# Start of READING PASSAGE

Once the verification process is done, go to your profile and proceed to deposit funds.

On most platforms, there is a clear “Deposit” button that allows you to choose the deposit method and currency.

Proceed to specify the amount and submit. It takes less than a day to have funds in the account and ready to start trading.

Open your First Bitcoin Trade

To open your first Bitcoin trade, go to your funded account on the chosen broker platform. Once you log in, the dashboard will display BUY or SELL buttons. Press the green BUY to open a long position or SELL to open a short position trade.

The UI of different brokers will differ, but how they work is almost similar. Navigate the display to see charts, order books, spreads, trade/mark price, and what open positions you have. Manage your risk via the settings to set stop-loss or take-profit for example.

Here is a screenshot of how the trading display looks.

Order type

An order is an instruction to buy or sell. There are different types and a trader would need to know how each works.

A market order is a buy or sell order that traders place when they wish to have it executed immediately and at the best available market price. On the other hand, a limit order is used when you want to buy or sell a position at a specified price, (or better). If that price isn’t met in a given time frame, then it’s not executed.

Many traders prefer the limit order over the market order for the obvious reason that it allows for the best buy/sell opportunity.

Other types of orders include the IOC (Immediate or Cancel) Order, the stop order, the stop-limit order, trailing stop order, and All-Or-None (AON) order.

Buy or Sell?

When trading, opening a ‘buy’ position means you are going “long” on an asset. A ‘sell’ position shorts the trade (the belief that price will fall).

Buyers are also called bulls, while sellers are referred to as bears. If buys (prices slightly above market price) keep growing, prices go up. If sellers consistently outperform bulls by opening short positions, prices begin to fall as order books fill.

An order book is a list of the “buy and sell” orders on an exchange or broker platform. It updates every split second as the buy and sell orders get cancelled or are filled up. A buy order is referred to as a “bid” while a sell order is an “ask.”

# End of READING PASSAGE

■ DIRECTIVE 1 ■
Do these statements agree with the Bitcoin trading text above? (a) A limit order whose price isn't met in a given time frame is not executed. (b) A sell order is called a "bid." (c) Deposited funds take more than a day to be ready for trading. Answer yes or no for each and quote the words that decide it.
■ DIRECTIVE 2 ■
List every order type that the Bitcoin trading text names among its "Other types of orders."
■ DIRECTIVE 3 ■
According to the Bitcoin trading text, why do many traders prefer the limit order over the market order?

# Start of DATASET EXTRACT

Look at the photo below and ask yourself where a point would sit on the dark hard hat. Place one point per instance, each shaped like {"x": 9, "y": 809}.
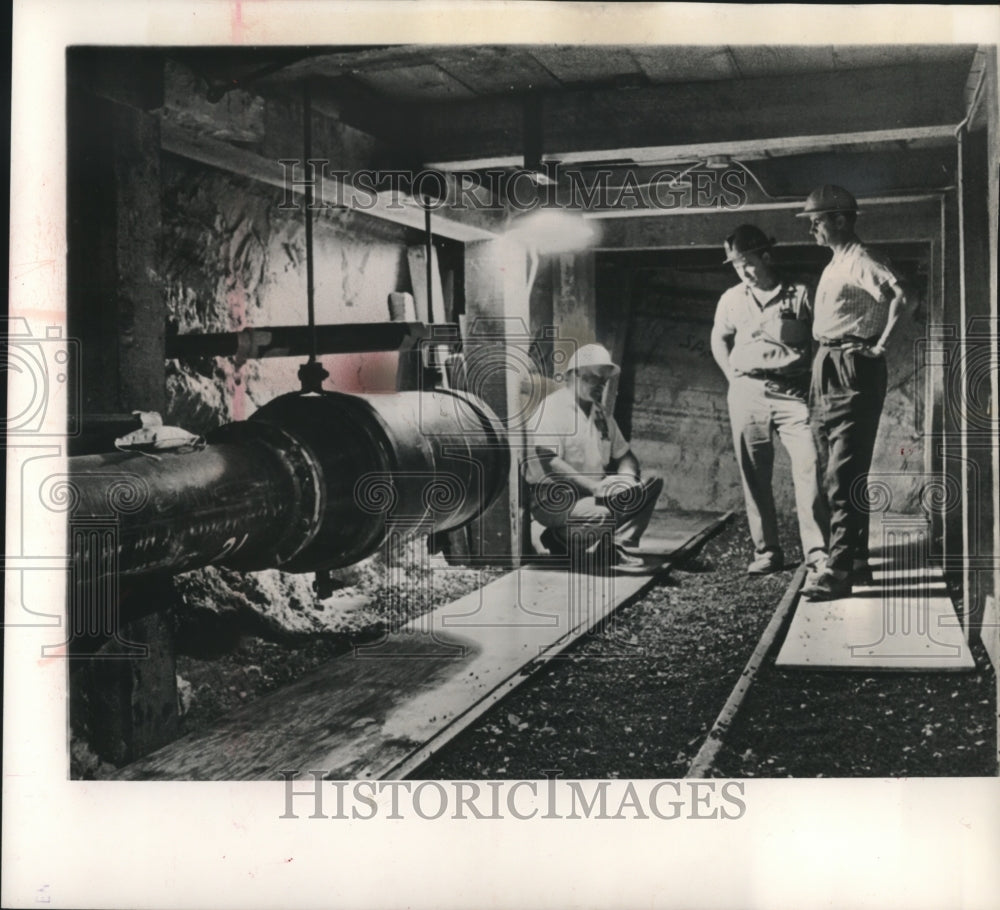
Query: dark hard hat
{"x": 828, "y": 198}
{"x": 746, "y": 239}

# End of DATASET EXTRACT
# Start of DATASET EXTRACT

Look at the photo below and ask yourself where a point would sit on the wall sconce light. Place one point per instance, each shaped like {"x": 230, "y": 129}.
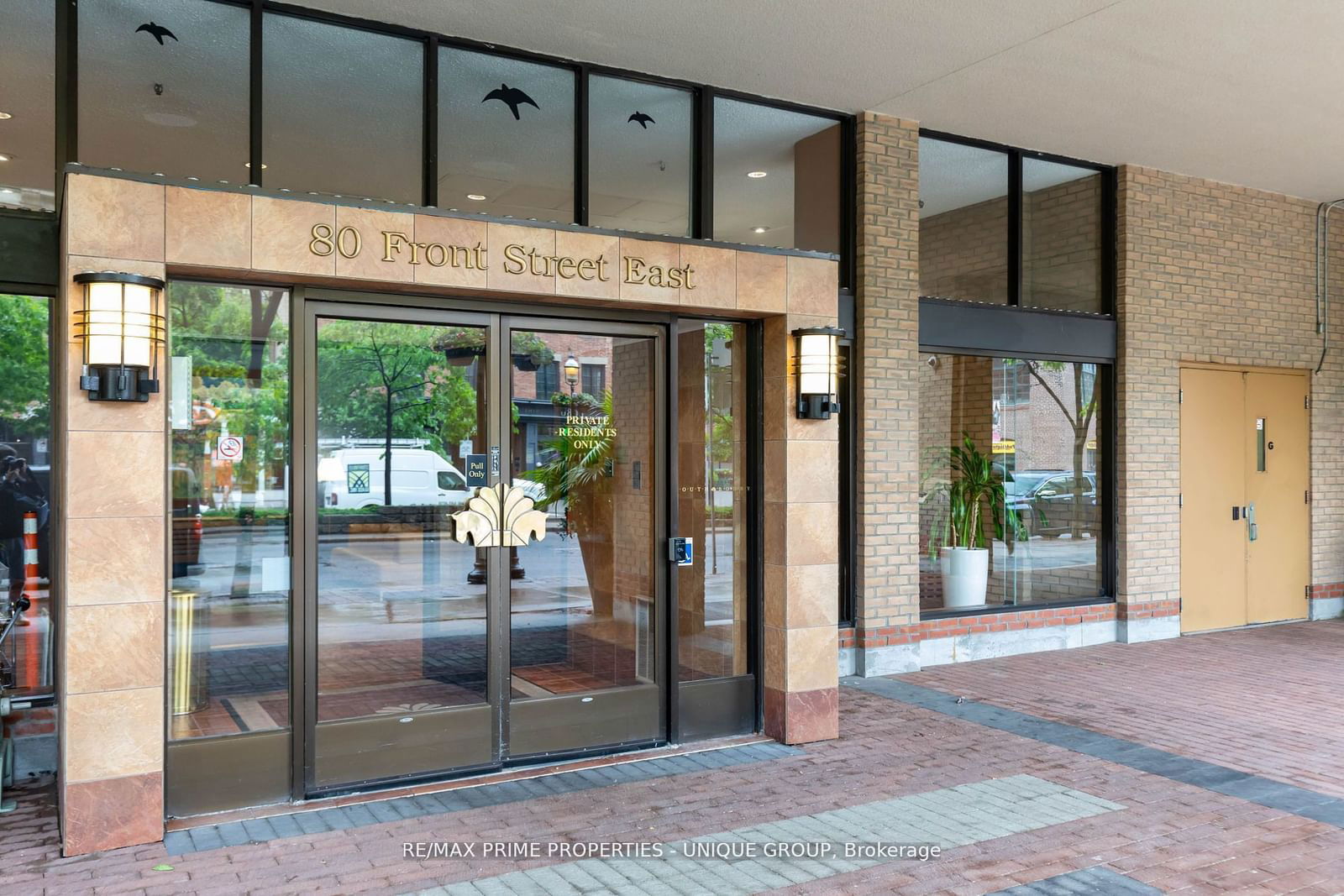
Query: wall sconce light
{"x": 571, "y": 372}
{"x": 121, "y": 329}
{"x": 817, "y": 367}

# End of DATASET EXTRACT
# Start of DATASET EXTRACT

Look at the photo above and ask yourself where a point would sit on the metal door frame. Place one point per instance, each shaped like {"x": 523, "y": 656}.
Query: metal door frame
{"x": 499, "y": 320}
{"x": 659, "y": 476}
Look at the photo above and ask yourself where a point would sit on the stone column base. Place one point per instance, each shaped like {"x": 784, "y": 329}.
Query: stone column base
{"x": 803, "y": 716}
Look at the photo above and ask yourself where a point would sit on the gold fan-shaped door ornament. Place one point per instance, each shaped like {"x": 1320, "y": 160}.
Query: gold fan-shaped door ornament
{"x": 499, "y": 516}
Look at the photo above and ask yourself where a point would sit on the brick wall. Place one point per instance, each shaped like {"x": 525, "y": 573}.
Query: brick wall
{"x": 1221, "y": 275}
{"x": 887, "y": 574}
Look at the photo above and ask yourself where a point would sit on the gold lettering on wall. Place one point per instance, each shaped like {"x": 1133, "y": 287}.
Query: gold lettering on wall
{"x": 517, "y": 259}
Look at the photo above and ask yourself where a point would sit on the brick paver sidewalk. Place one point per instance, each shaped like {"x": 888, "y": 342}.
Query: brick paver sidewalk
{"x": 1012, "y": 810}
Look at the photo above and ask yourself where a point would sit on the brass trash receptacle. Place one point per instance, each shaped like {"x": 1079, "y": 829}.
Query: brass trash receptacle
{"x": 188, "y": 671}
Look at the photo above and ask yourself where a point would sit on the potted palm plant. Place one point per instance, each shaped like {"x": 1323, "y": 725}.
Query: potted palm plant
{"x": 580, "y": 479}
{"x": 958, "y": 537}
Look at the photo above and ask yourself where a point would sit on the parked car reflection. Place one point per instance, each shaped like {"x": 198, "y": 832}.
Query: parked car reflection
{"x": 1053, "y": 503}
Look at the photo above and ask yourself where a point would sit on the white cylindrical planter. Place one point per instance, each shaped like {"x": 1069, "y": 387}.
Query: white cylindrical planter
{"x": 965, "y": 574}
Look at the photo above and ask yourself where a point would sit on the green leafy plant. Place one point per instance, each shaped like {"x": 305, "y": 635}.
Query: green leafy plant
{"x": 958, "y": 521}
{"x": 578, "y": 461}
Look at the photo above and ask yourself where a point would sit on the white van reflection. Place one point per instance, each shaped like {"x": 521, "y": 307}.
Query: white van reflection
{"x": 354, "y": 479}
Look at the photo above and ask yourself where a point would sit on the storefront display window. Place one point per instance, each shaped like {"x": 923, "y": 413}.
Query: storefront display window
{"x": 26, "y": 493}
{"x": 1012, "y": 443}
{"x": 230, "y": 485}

# End of DATASET EXTRACT

■ TASK RESPONSE 1 ■
(a) Yes: "If that price isn’t met in a given time frame, then it’s not executed."
(b) No: "A buy order is referred to as a “bid” while a sell order is an “ask.”"
(c) No: "It takes less than a day to have funds in the account and ready to start trading."

■ TASK RESPONSE 2 ■
IOC (Immediate or Cancel) Order
Stop order
Stop-limit order
Trailing stop order
All-Or-None (AON) order

■ TASK RESPONSE 3 ■
They prefer it because it allows for the best buy/sell opportunity.